What you need to do:
Copy every line of the items below, requests included, and offset each coordinate in the answers by adding 113 to it.

Exercise inputs:
▬▬▬

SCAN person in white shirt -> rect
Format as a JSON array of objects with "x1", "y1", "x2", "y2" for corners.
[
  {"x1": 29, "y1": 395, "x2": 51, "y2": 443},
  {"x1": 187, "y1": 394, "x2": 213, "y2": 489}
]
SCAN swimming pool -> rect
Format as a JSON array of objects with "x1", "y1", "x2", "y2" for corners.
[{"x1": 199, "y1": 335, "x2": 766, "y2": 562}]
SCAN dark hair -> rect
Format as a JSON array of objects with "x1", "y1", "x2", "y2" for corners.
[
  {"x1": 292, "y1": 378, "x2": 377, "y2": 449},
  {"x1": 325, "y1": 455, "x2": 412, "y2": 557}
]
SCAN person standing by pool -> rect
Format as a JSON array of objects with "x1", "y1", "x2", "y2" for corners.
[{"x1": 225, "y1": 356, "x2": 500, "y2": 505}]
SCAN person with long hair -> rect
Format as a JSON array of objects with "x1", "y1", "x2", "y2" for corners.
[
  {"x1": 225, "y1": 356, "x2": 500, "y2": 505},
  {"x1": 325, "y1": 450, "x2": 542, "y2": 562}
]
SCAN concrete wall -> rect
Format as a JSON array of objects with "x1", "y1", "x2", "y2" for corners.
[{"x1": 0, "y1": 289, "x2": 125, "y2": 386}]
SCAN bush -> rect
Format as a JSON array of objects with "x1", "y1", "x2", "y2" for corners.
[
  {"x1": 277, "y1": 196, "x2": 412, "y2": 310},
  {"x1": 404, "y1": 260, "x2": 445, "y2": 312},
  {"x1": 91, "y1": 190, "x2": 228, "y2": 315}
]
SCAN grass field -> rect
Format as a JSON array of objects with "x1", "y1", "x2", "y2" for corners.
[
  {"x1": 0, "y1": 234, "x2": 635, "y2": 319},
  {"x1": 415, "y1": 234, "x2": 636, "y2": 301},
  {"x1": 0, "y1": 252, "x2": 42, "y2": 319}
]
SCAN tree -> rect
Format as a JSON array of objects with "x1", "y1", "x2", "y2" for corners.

▬▬▬

Complete output:
SCAN person in white shirt -> rect
Format as a JSON array of objects with "x1", "y1", "x2", "y2" for corners.
[
  {"x1": 142, "y1": 508, "x2": 164, "y2": 556},
  {"x1": 300, "y1": 507, "x2": 326, "y2": 602}
]
SCAN swimming pool -> rect
Format as a JSON array of objects with "x1", "y1", "x2", "y2" for corners.
[{"x1": 312, "y1": 448, "x2": 879, "y2": 675}]
SCAN dark hair -> rect
Format as a JSON array of objects with "x1", "y1", "x2", "y2" for corners.
[
  {"x1": 405, "y1": 491, "x2": 490, "y2": 562},
  {"x1": 438, "y1": 568, "x2": 525, "y2": 670}
]
SCAN person standing by pool -> rect
Format as a JSON array of objects with "x1", "y1", "x2", "y2" for corners.
[{"x1": 338, "y1": 469, "x2": 613, "y2": 618}]
SCAN person with long hair -> rect
Format as a JSON array of objects with "x1", "y1", "x2", "y2" for corners.
[
  {"x1": 338, "y1": 469, "x2": 613, "y2": 618},
  {"x1": 438, "y1": 563, "x2": 655, "y2": 675}
]
SCAN concrete wall -> rect
Format as a JSON array of objects with "x1", "y1", "x2", "y2" for corners.
[{"x1": 113, "y1": 402, "x2": 238, "y2": 499}]
SCAN bush -> rect
Format as a JSON array of objects with "x1", "y1", "x2", "y2" for corners.
[
  {"x1": 390, "y1": 309, "x2": 525, "y2": 423},
  {"x1": 517, "y1": 373, "x2": 558, "y2": 425},
  {"x1": 204, "y1": 303, "x2": 341, "y2": 428}
]
SCAN grass field -> rect
Format as a JSON array of objects with "x1", "y1", "x2", "y2" for corners.
[
  {"x1": 113, "y1": 347, "x2": 748, "y2": 432},
  {"x1": 528, "y1": 347, "x2": 749, "y2": 414},
  {"x1": 113, "y1": 365, "x2": 155, "y2": 432}
]
SCAN tree -> rect
Format as a JSON array of objects with "x1", "y1", "x2", "y2" for corners.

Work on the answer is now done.